---------- 抜粋箇所 ----------

#29 実りある未来に「みのり」フォント 2020/05/10
2020年春、白舟書体とシヤチハタが共同で運営するフォントサービス「J-Font.com」契約者向けに、新書体『みのり』が先行リリースされた。昨年冬にJ-Font.comのサービスが開始されてから、おそらく初となる新書体の提供。このフォントがリリースされるという告知があってから、とても楽しみにしていた。今回は、何となく重苦しい空気が漂う今をパッと明るくしてくれそうな「みのり」を取り上げようと思う。
まず、「みのり」とはどんなフォントか見てみよう。「みのり-笑(しょう)」と「みのり-福(ふく)」の2種類があり、それぞれひらがなの字形が異なる↓
僕が「みのり」に対して抱いた第一印象を端的に言うと、【ポジティブしかない】フォント。こんな言い方をすると、ただフォントの名前に惑わされているだけで嘘臭いと思われそうだが、決して偽りも飾りも全くない、率直な印象だ。何となく明るい印象のワードをフォントの名前に含めていても、実際に購入して使ってみると、名前ほどではないし、思っていたより使いにくいし、もう二度と使いたいとは思わないな…って思うフォントとも実際に出会った(否、出遭った)ことがある(笑)。そんなフォントもたくさんある一方で『みのり』は、「明るさ」「温もり」「優しさ」「ひた向きさ」…など、ありきたりでしょうもないかもしれないが、本当にポジティブな言葉しか連想できなくなる。そんなフォントなのだ。

---------- 提供資料 ----------

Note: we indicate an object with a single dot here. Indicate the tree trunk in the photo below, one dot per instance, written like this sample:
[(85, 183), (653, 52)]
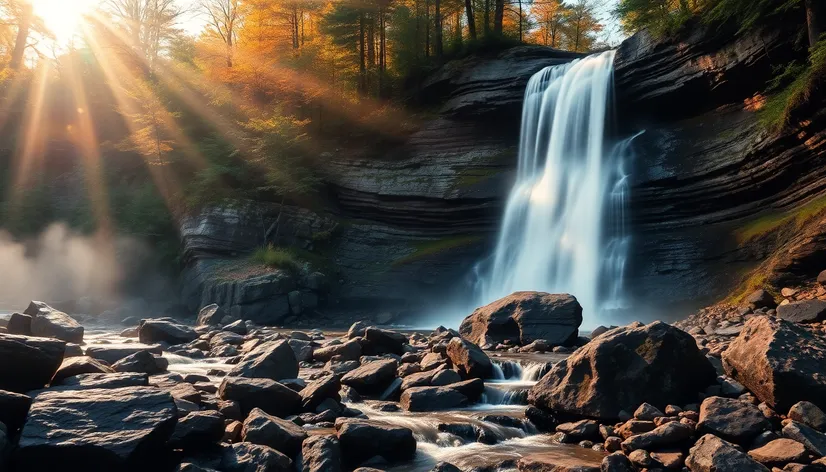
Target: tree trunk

----------

# 取り組む課題
A - 「みのり」フォントを扱った抜粋の内容を、2文でまとめてください。
B - 「#29 実りある未来に「みのり」フォント 2020/05/10」という語句を含むところから始まり「なる。そんなフォントなのだ。」で終わる部分を、抜粋から一字一句そのまま書き写すこと。
C - 抜粋によると、「J-Font.com」を共同で運営しているのはどこか。
資料は今回の作業には一切関わらない。

# 解答全文
A - 2020年春、白舟書体とシヤチハタが共同で運営する「J-Font.com」の契約者向けに新書体「みのり」が先行リリースされ、ひらがなの字形が異なる「みのり-笑」と「みのり-福」の2種類がある。筆者はこのフォントに【ポジティブしかない】という第一印象を抱き、「明るさ」「温もり」「優しさ」「ひた向きさ」などポジティブな言葉しか連想できなくなるフォントだと述べている。

B -
#29 実りある未来に「みのり」フォント 2020/05/10
2020年春、白舟書体とシヤチハタが共同で運営するフォントサービス「J-Font.com」契約者向けに、新書体『みのり』が先行リリースされた。昨年冬にJ-Font.comのサービスが開始されてから、おそらく初となる新書体の提供。このフォントがリリースされるという告知があってから、とても楽しみにしていた。今回は、何となく重苦しい空気が漂う今をパッと明るくしてくれそうな「みのり」を取り上げようと思う。
まず、「みのり」とはどんなフォントか見てみよう。「みのり-笑(しょう)」と「みのり-福(ふく)」の2種類があり、それぞれひらがなの字形が異なる↓
僕が「みのり」に対して抱いた第一印象を端的に言うと、【ポジティブしかない】フォント。こんな言い方をすると、ただフォントの名前に惑わされているだけで嘘臭いと思われそうだが、決して偽りも飾りも全くない、率直な印象だ。何となく明るい印象のワードをフォントの名前に含めていても、実際に購入して使ってみると、名前ほどではないし、思っていたより使いにくいし、もう二度と使いたいとは思わないな…って思うフォントとも実際に出会った(否、出遭った)ことがある(笑)。そんなフォントもたくさんある一方で『みのり』は、「明るさ」「温もり」「優しさ」「ひた向きさ」…など、ありきたりでしょうもないかもしれないが、本当にポジティブな言葉しか連想できなくなる。そんなフォントなのだ。

C - 白舟書体とシヤチハタ。